Extrait fourni
——————

Oubliés les diktats du style et de l’usage uniques. Comme l’a révélé le 45e Salon international du meuble de Milan qui s’est terminé le 10 avril dernier, on  » habille  » désormais sa maison comme on se vêt soi-même : en suivant les tendances tout en les personnalisant. Tous les genres et les mélanges sont permis. A vous de customiser à renfort de coussins le sofa XXL dans lequel vous aimerez vous lover. De transformer un pouf en table ou en plateau-télé. Plus que jamais, aussi, on  » passe au jardin « . La terrasse devient lieu de vie raffiné tandis que la nature, par ses matières et ses couleurs, s’invite à l’intérieur. Aux courbes et aux enluminures d’un baroque revisité répondent les lignes d’une création brute de décoffrage directement inspirée des emballages. Au détour des quelque 220 000 m2 de stands du tout nouveau complexe Fieramilano comme des studios confidentiels nichés au cour de la capitale lombarde, Weekend a débusqué les nouvelles tendances du monde du design qui flirte de plus en plus avec celui de la mode. Et place l’Homme – le créateur comme l’utilisateur – au premier plan.

——————

Extraits de données
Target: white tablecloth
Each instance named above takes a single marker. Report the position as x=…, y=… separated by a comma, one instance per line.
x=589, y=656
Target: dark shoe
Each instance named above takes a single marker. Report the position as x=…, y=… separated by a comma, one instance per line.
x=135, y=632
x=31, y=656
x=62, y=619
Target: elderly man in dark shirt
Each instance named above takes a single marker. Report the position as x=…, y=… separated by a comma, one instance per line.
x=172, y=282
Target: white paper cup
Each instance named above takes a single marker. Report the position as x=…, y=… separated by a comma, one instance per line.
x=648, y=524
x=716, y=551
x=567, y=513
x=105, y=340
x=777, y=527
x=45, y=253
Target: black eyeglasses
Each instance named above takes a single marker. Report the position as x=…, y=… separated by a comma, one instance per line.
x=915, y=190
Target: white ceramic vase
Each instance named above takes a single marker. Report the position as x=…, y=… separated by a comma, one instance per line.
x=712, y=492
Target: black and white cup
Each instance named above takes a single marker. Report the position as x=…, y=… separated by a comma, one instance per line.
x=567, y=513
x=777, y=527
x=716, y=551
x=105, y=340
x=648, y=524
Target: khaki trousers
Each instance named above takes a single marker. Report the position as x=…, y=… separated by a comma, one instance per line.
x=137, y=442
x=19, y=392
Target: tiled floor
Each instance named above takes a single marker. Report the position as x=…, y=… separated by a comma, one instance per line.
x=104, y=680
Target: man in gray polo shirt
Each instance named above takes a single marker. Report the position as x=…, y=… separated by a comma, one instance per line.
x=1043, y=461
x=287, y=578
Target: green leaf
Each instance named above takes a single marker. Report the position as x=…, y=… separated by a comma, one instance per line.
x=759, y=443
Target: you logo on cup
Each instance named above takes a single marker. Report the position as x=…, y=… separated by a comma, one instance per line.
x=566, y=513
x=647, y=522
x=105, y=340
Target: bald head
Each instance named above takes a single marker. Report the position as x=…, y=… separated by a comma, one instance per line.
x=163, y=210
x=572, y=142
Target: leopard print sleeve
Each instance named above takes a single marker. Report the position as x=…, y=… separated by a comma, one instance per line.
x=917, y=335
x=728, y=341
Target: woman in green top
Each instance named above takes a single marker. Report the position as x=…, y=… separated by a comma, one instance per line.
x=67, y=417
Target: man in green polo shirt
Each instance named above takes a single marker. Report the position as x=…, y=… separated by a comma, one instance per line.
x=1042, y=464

——————

Série d'exercices
a) Pour chacune des affirmations suivantes, indiquez par oui ou par non si elle concorde avec l'extrait fourni, en citant les mots décisifs de celui-ci : (i) Le 45e Salon international du meuble de Milan s'est achevé le 10 avril. (ii) Les stands du complexe Fieramilano couvrent environ 120 000 m2. (iii) Le monde du design se rapproche de plus en plus de celui de la mode.
b) Relevez tous les objets d'ameublement nommés dans l'extrait fourni.
c) D'après l'extrait fourni, qui le design place-t-il au premier plan ?

Corrigés
a)
(i) Oui : « qui s’est terminé le 10 avril dernier ».
(ii) Non : « Au détour des quelque 220 000 m2 de stands du tout nouveau complexe Fieramilano ».
(iii) Oui : « les nouvelles tendances du monde du design qui flirte de plus en plus avec celui de la mode ».

b) Coussins, sofa XXL, pouf, table, plateau-télé.

c) L'Homme, le créateur comme l'utilisateur.